Object detection data:
--- --- ---
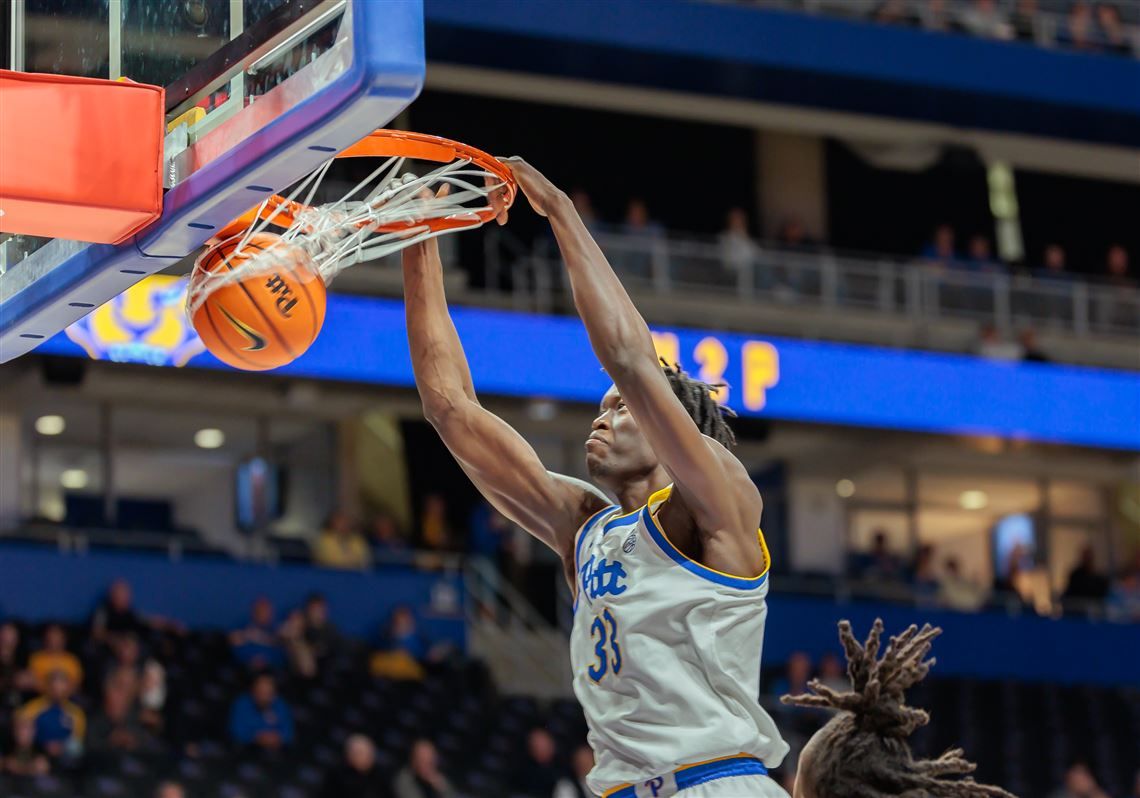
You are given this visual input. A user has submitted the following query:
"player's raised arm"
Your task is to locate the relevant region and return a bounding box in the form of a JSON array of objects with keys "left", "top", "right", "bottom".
[
  {"left": 404, "top": 230, "right": 609, "bottom": 555},
  {"left": 507, "top": 158, "right": 762, "bottom": 545}
]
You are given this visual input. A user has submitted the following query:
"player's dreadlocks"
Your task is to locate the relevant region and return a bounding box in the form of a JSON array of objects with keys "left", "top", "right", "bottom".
[
  {"left": 661, "top": 358, "right": 736, "bottom": 449},
  {"left": 781, "top": 620, "right": 1013, "bottom": 798}
]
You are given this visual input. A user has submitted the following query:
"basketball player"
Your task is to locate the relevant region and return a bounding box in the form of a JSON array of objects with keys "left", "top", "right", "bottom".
[
  {"left": 404, "top": 158, "right": 788, "bottom": 798},
  {"left": 781, "top": 620, "right": 1013, "bottom": 798}
]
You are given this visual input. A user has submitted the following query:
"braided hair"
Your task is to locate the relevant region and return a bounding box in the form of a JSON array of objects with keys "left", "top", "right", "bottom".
[
  {"left": 780, "top": 620, "right": 1013, "bottom": 798},
  {"left": 661, "top": 358, "right": 736, "bottom": 449}
]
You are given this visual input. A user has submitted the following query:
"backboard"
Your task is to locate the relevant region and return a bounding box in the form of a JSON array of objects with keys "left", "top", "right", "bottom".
[{"left": 0, "top": 0, "right": 424, "bottom": 363}]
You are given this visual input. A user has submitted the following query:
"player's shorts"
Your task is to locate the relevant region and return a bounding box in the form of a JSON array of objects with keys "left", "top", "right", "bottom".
[{"left": 605, "top": 756, "right": 788, "bottom": 798}]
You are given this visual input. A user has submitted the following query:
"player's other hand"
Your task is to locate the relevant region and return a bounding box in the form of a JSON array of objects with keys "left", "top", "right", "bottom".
[{"left": 499, "top": 157, "right": 562, "bottom": 225}]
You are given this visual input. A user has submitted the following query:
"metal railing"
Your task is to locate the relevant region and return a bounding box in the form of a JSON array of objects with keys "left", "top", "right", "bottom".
[{"left": 517, "top": 233, "right": 1140, "bottom": 337}]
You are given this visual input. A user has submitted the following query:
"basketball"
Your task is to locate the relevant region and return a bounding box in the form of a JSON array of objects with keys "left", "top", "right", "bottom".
[{"left": 189, "top": 233, "right": 325, "bottom": 372}]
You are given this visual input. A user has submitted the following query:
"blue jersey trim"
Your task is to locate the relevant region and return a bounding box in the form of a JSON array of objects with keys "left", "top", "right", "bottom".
[
  {"left": 605, "top": 756, "right": 768, "bottom": 798},
  {"left": 642, "top": 504, "right": 768, "bottom": 591}
]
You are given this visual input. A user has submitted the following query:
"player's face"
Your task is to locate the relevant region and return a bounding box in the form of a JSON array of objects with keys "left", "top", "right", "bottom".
[{"left": 586, "top": 386, "right": 657, "bottom": 487}]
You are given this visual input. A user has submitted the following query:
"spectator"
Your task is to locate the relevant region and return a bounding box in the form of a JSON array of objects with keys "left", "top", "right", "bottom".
[
  {"left": 301, "top": 593, "right": 344, "bottom": 668},
  {"left": 921, "top": 225, "right": 958, "bottom": 269},
  {"left": 27, "top": 624, "right": 83, "bottom": 692},
  {"left": 229, "top": 673, "right": 293, "bottom": 754},
  {"left": 420, "top": 494, "right": 451, "bottom": 551},
  {"left": 911, "top": 544, "right": 938, "bottom": 603},
  {"left": 938, "top": 557, "right": 986, "bottom": 612},
  {"left": 154, "top": 781, "right": 186, "bottom": 798},
  {"left": 0, "top": 715, "right": 51, "bottom": 776},
  {"left": 959, "top": 0, "right": 1013, "bottom": 39},
  {"left": 88, "top": 684, "right": 157, "bottom": 754},
  {"left": 1018, "top": 327, "right": 1050, "bottom": 363},
  {"left": 312, "top": 513, "right": 372, "bottom": 570},
  {"left": 966, "top": 235, "right": 1002, "bottom": 272},
  {"left": 371, "top": 606, "right": 429, "bottom": 681},
  {"left": 1010, "top": 0, "right": 1037, "bottom": 41},
  {"left": 978, "top": 324, "right": 1025, "bottom": 363},
  {"left": 552, "top": 746, "right": 594, "bottom": 798},
  {"left": 1057, "top": 0, "right": 1100, "bottom": 51},
  {"left": 1097, "top": 2, "right": 1132, "bottom": 56},
  {"left": 720, "top": 207, "right": 758, "bottom": 281},
  {"left": 393, "top": 739, "right": 456, "bottom": 798},
  {"left": 1049, "top": 762, "right": 1108, "bottom": 798},
  {"left": 368, "top": 513, "right": 408, "bottom": 560},
  {"left": 19, "top": 670, "right": 87, "bottom": 759},
  {"left": 229, "top": 596, "right": 285, "bottom": 670},
  {"left": 320, "top": 734, "right": 392, "bottom": 798},
  {"left": 860, "top": 529, "right": 903, "bottom": 580},
  {"left": 512, "top": 728, "right": 560, "bottom": 798},
  {"left": 91, "top": 579, "right": 152, "bottom": 643},
  {"left": 0, "top": 621, "right": 35, "bottom": 715},
  {"left": 1061, "top": 546, "right": 1108, "bottom": 602},
  {"left": 820, "top": 651, "right": 850, "bottom": 692}
]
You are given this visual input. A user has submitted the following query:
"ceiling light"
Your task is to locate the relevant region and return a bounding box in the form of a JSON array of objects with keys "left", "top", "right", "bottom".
[
  {"left": 194, "top": 428, "right": 226, "bottom": 449},
  {"left": 35, "top": 416, "right": 67, "bottom": 435},
  {"left": 958, "top": 490, "right": 990, "bottom": 510},
  {"left": 59, "top": 469, "right": 87, "bottom": 490}
]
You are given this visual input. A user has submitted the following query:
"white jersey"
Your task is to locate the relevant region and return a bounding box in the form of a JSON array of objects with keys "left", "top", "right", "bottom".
[{"left": 570, "top": 488, "right": 788, "bottom": 795}]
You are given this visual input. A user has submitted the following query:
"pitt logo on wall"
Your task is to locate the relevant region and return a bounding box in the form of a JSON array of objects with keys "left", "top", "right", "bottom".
[{"left": 67, "top": 275, "right": 205, "bottom": 366}]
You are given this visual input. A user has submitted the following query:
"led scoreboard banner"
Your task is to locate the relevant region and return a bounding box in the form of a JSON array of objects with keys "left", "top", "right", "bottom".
[{"left": 36, "top": 277, "right": 1140, "bottom": 451}]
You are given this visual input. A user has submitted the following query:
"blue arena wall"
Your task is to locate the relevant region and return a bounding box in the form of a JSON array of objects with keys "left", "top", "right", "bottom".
[
  {"left": 424, "top": 0, "right": 1140, "bottom": 147},
  {"left": 0, "top": 544, "right": 466, "bottom": 649}
]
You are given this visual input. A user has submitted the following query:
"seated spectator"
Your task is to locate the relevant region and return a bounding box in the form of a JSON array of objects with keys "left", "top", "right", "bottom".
[
  {"left": 958, "top": 0, "right": 1013, "bottom": 39},
  {"left": 392, "top": 739, "right": 457, "bottom": 798},
  {"left": 553, "top": 746, "right": 594, "bottom": 798},
  {"left": 938, "top": 557, "right": 986, "bottom": 612},
  {"left": 88, "top": 683, "right": 158, "bottom": 754},
  {"left": 229, "top": 673, "right": 293, "bottom": 754},
  {"left": 0, "top": 715, "right": 51, "bottom": 776},
  {"left": 19, "top": 670, "right": 87, "bottom": 759},
  {"left": 320, "top": 734, "right": 392, "bottom": 798},
  {"left": 921, "top": 225, "right": 958, "bottom": 269},
  {"left": 911, "top": 544, "right": 938, "bottom": 603},
  {"left": 368, "top": 514, "right": 408, "bottom": 560},
  {"left": 860, "top": 529, "right": 903, "bottom": 580},
  {"left": 978, "top": 324, "right": 1025, "bottom": 363},
  {"left": 1049, "top": 760, "right": 1108, "bottom": 798},
  {"left": 1097, "top": 0, "right": 1132, "bottom": 56},
  {"left": 312, "top": 513, "right": 372, "bottom": 570},
  {"left": 0, "top": 621, "right": 35, "bottom": 715},
  {"left": 371, "top": 606, "right": 430, "bottom": 681},
  {"left": 154, "top": 781, "right": 186, "bottom": 798},
  {"left": 511, "top": 728, "right": 561, "bottom": 798},
  {"left": 1017, "top": 327, "right": 1050, "bottom": 363},
  {"left": 229, "top": 596, "right": 285, "bottom": 670},
  {"left": 1061, "top": 546, "right": 1108, "bottom": 602},
  {"left": 27, "top": 624, "right": 83, "bottom": 692},
  {"left": 420, "top": 494, "right": 451, "bottom": 552},
  {"left": 301, "top": 593, "right": 344, "bottom": 667}
]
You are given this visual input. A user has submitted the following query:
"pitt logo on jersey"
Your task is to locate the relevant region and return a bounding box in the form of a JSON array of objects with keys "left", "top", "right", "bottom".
[{"left": 578, "top": 554, "right": 629, "bottom": 601}]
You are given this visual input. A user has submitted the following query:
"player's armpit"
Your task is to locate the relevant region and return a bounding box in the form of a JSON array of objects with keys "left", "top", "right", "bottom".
[{"left": 429, "top": 401, "right": 610, "bottom": 555}]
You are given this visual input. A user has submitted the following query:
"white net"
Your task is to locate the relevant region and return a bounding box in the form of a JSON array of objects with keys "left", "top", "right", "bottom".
[{"left": 186, "top": 151, "right": 504, "bottom": 318}]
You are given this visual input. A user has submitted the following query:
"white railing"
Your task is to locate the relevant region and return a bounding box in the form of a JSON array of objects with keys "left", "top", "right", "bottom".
[{"left": 519, "top": 234, "right": 1140, "bottom": 337}]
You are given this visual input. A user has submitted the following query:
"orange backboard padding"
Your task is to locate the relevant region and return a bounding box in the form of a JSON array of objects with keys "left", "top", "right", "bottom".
[{"left": 0, "top": 70, "right": 165, "bottom": 244}]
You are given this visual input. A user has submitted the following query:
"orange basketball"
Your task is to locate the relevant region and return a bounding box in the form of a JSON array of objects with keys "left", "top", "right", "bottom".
[{"left": 189, "top": 233, "right": 325, "bottom": 372}]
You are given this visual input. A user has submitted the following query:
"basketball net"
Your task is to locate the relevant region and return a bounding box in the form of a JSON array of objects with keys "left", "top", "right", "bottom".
[{"left": 186, "top": 140, "right": 514, "bottom": 318}]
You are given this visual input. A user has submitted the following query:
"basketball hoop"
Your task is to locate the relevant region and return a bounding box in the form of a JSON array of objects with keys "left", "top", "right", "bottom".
[{"left": 186, "top": 130, "right": 516, "bottom": 318}]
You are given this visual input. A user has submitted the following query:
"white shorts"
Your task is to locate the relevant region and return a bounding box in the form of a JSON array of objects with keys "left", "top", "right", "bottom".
[{"left": 676, "top": 776, "right": 788, "bottom": 798}]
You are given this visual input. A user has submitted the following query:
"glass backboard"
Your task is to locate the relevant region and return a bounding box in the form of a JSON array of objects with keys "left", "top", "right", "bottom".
[{"left": 0, "top": 0, "right": 424, "bottom": 363}]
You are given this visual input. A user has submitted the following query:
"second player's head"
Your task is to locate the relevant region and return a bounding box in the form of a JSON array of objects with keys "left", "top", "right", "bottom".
[{"left": 586, "top": 365, "right": 736, "bottom": 490}]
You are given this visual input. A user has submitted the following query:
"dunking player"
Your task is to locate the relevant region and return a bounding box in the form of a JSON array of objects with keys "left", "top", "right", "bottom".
[{"left": 404, "top": 158, "right": 788, "bottom": 798}]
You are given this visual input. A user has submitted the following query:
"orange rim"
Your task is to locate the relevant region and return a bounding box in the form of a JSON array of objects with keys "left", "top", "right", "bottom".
[{"left": 214, "top": 128, "right": 518, "bottom": 241}]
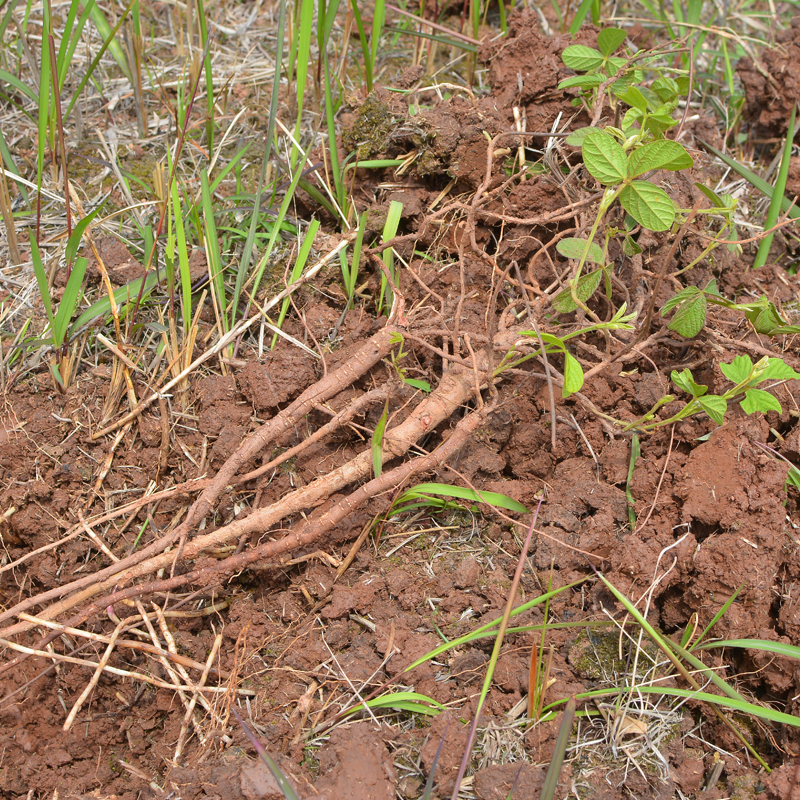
--- --- ---
> INSTRUCTIONS TO FOLLOW:
Identify every line in the rows above that contains the string "basketball", and copy each such line in full.

> WORKED SOLUTION:
"basketball player"
"basketball"
"orange basketball"
"basketball net"
"basketball hoop"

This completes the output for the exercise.